▸ **WHAT THIS TASK INVOLVES**
Below is a listing from which only part is wanted; return exactly the lines from the one with "find the paved" up to and including the one with "find the ambulance rear".

──────────────────────────────

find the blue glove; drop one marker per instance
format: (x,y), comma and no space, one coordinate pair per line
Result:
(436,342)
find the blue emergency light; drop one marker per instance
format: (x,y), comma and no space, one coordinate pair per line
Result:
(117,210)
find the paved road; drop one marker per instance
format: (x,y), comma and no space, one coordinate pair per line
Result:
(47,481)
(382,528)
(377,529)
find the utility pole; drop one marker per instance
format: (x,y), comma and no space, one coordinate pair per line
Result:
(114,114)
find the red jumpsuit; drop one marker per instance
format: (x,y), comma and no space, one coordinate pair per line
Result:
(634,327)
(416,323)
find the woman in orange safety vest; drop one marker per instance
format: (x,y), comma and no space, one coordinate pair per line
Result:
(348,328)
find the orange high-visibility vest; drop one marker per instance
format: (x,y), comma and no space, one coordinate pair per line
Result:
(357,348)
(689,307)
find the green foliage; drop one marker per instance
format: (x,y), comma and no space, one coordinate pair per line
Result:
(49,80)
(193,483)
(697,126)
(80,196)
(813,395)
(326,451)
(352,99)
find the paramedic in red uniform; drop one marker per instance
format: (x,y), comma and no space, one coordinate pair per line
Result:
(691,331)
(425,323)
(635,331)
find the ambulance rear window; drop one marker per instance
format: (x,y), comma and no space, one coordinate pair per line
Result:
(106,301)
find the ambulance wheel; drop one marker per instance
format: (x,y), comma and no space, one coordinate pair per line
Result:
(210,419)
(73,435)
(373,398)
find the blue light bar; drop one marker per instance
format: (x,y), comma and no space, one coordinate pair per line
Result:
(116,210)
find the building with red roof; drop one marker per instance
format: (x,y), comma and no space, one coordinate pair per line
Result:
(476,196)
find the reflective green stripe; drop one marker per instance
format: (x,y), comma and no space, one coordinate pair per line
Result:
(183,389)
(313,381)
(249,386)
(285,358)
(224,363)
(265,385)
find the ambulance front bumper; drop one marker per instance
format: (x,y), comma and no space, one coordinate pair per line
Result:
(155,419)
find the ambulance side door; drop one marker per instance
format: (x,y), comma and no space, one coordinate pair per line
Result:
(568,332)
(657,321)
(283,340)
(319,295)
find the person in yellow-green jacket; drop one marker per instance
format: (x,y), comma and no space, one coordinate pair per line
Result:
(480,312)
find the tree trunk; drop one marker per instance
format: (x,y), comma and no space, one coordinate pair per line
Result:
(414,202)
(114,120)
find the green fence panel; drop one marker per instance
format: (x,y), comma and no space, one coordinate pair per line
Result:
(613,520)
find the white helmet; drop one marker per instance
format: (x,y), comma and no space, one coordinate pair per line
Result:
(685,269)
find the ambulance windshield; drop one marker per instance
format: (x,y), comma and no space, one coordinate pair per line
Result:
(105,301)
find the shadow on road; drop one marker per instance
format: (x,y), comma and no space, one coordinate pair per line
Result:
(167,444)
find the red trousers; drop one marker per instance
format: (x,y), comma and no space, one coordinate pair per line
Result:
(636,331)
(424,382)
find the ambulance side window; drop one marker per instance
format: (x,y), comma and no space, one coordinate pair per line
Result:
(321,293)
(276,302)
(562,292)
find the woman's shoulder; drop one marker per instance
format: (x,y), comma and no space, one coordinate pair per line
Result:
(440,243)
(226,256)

──────────────────────────────

▸ **TASK OUTPUT**
find the paved road; drop one marker per instance
format: (x,y), comma and no space, one coordinate pair per line
Result:
(47,481)
(382,528)
(377,529)
find the utility pole; drop one marker per instance
format: (x,y), comma and no space, one coordinate pair per line
Result:
(114,114)
find the red jumpsuit; drop one marker per instance
format: (x,y), comma and no space, one coordinate pair per line
Result:
(634,327)
(416,323)
find the woman in orange safety vest; drop one marker per instance
format: (x,y), comma and no space, one coordinate pair per line
Result:
(348,328)
find the orange high-visibility vest; drop one marker per instance
format: (x,y), comma and no space, one coordinate pair per line
Result:
(357,348)
(689,307)
find the green foliage; drop one marker per instance
format: (x,y), comma and no space, one coordinate pair per line
Result:
(49,80)
(193,483)
(697,126)
(80,196)
(813,395)
(326,451)
(352,99)
find the paramedic in red uniform; drop one marker per instance
format: (x,y), comma and no space, one coordinate pair per line
Result:
(691,331)
(425,323)
(635,331)
find the ambulance rear window; drop one marker per instance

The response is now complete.